[EXCERPT]
1. Introduction
Remote sensing images play an important role in meteorology, hydrology research, traffic management, disaster prediction, and so on. In the big data era, the number of remote sensing images has increased significantly. Therefore, the efficient utilization of large volumes of remote sensing data has become the focus of attention. Generally, single-modal data retrieval methods are less versatile compared to multi-modal approaches. Multi-modal methods not only enhance data utilization flexibility but also facilitate cross-modal information integration, thereby improving information reliability and richness. Consequently, cross-modal retrieval in remote sensing has garnered considerable scholarly attention in recent years.
In order to realize the mutual retrieval of different modal data, the existing method for cross-modal image–text retrieval of remote sensing images involves two primary steps: feature extraction in single-modal data and interaction between multi-modal features [
1]. Extracting image and text features represents the initial crucial phase in cross-modal retrieval, with image feature extraction posing greater challenges. In terms of image feature extraction, prevailing cross-modal image–text retrieval models for remote sensing images primarily employ the convolutional neural network (CNN) and vision transformer (ViT) [
2]. CNN stands as the predominant method for image feature extraction in cross-modal retrieval of remote sensing images, as indicated by References [
3,
4,
5,
6,
7,
8,
9,
10,
11]. With the recent surge in ViT’s popularity, many researchers have also utilized ViT to directly extract visual features [
2,
12,
13]. Some alternative methods have also served as visual feature encoders. For instance, References [
14,
15] employed hypergraph neural networks to construct visual encoders. Reference [
16] applied the concept of image neural networks and built text and remote sensing image modules, achieving an interactive fusion of image and text features. Certain studies have employed multiple methods to extract features from images [
17,
18]. Generally, the mainstream CNN architecture usually requires a lot of parameters and computing resources. In addition, due to being limited by the size of the convolution kernel, the CNN model’s ability to perceive global information is poor. In contrast, ViT models commonly used in computer vision in recent years do not rely on convolutional operations but rather adopt a global self-attention calculation method that can effectively perceive global features. Moreover, the ViT model also has certain advantages in terms of the number of parameters and computational complexity. However, this approach may overly focus on large targets, impeding the extraction of small targets. The distinction between large and small targets in this paper is relative. In a remote sensing image, a target with a relatively high pixel proportion is classified as a large target, while a target with a relatively low proportion is deemed small. In cross-modal image–text retrieval of remote sensing images, text includes information on both large and small targets. When distinguishing between similar images at a fine-grained level, small target information often holds greater significance. Thus, enhancing the extraction of small target information while ensuring the extraction of large target information remains a pivotal concern in cross-modal image–text retrieval tasks for remote sensing images.

[RECORDED DATA]
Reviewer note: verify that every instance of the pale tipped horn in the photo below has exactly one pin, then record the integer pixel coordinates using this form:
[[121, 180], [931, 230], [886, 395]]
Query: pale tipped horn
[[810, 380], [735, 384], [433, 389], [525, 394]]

[EXERCISE TASK]
Continue the introduction on cross-modal image–text retrieval for remote sensing images above, starting right after its final sentence.

[ANSWER FOR THE TASK]
To address the challenge of extracting small targets from remote sensing images, certain researchers have endeavored to enhance the ViT model. For instance, Reference [
19] devised a layered ViT to extract both shallow and deep semantic information from images. Through downsampling, they achieved multi-scale feature fusion, partially retaining small target information in the image. However, despite these efforts, the utilization of the global self-attention calculation method during the extraction of shallow semantic information failed to fundamentally resolve the issue of large target interference with small target information. Reference [
20] augmented ViT with dense blocks to preserve semantic features within each transformer block layer. These features were then concatenated with global features and passed on to the subsequent transformer block layer, aiding in the preservation of semantic features related to small targets and mitigating vanishing issues during forward propagation. Furthermore, Reference [
21] employed a combination of CNN and ViT to extract local and global visual features, respectively, thereby enhancing the extraction of small target information in images. Nonetheless, this approach entailed a complex structure. The primary limitation impeding ViT’s efficacy in extracting small targets stems from the receptive field problem in its self-attention layer [
22]. For small target features, an excessive number of patches can introduce noise (in the form of large target features) during the feature update process, thereby suppressing the expression of small target features. Consequently, the direct incorporation of ViT in cross-modal retrieval of remote sensing images may lead to large target features interfering with small target feature extraction, thereby impacting retrieval effectiveness.
Under the global attention mechanism, large target features will interfere with the extraction of small target features, which will affect the fine-grained semantic alignment of images in the cross-modal retrieval process of remote sensing images, resulting in a reduction in retrieval accuracy. To mitigate noise interference within the global receptive field, this study proposes the construction of distinct receptive fields within the self-attention layer to diminish the impact of large targets on small target feature extraction. Furthermore, given the dispersed nature of small targets in remote sensing images, we establish diverse receptive fields targeting the saliency and similarity of regional image features. Specifically, we utilize feature similarity between patches to discern whether a patch corresponds to a large target feature. Additionally, distinct receptive fields are crafted based on this similarity to enable separate representations of large and small target features. This strategy reduces noise interference from large target features on small target features, thereby facilitating the expression of small target features. In summary, the main contributions of this work can be categorized into the following two aspects:
1. Given the multi-scene attributes of remote sensing images, we introduce a classification method relying on cosine similarity between patches. The total sum of similarities serves as the metric for feature saliency, with cosine similarity forming the foundation for classification.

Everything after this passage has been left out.